* Your goal
Please recast every one of the entries below as a JSON list of strings, one string per line, leaving out any blank lines.

[Labeling and segmentation entries]

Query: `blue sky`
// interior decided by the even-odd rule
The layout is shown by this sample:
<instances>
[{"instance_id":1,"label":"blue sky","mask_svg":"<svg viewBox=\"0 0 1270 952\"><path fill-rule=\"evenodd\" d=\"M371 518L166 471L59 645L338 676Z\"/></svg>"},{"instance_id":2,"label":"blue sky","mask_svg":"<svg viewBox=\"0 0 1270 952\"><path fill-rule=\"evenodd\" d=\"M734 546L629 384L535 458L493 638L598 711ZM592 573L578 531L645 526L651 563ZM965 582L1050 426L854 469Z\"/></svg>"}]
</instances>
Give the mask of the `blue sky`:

* Solution for this exercise
[
  "Query: `blue sky`",
  "// interior decided by the even-odd rule",
  "The layout is shown by this sample:",
  "<instances>",
  "[{\"instance_id\":1,\"label\":\"blue sky\",\"mask_svg\":\"<svg viewBox=\\\"0 0 1270 952\\\"><path fill-rule=\\\"evenodd\\\" d=\\\"M371 518L166 471L59 645L338 676Z\\\"/></svg>\"},{\"instance_id\":2,\"label\":\"blue sky\",\"mask_svg\":\"<svg viewBox=\\\"0 0 1270 952\\\"><path fill-rule=\\\"evenodd\\\" d=\\\"M734 546L629 384L535 458L493 638L598 711ZM592 573L578 531L645 526L651 563ZM965 582L1050 426L854 469Z\\\"/></svg>\"}]",
  "</instances>",
  "Give the mask of the `blue sky`:"
]